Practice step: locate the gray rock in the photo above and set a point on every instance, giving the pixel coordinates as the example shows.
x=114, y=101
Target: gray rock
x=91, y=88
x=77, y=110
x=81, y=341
=====
### GOAL
Could you rewrite the records with "dark boulder" substituted for every "gray rock", keeping everything else the same?

### RESULT OF THIS TASK
Practice step: locate the dark boulder in the photo above and set a point on every instance, giving the pixel coordinates as the example shows.
x=114, y=101
Target: dark boulder
x=91, y=88
x=77, y=110
x=81, y=341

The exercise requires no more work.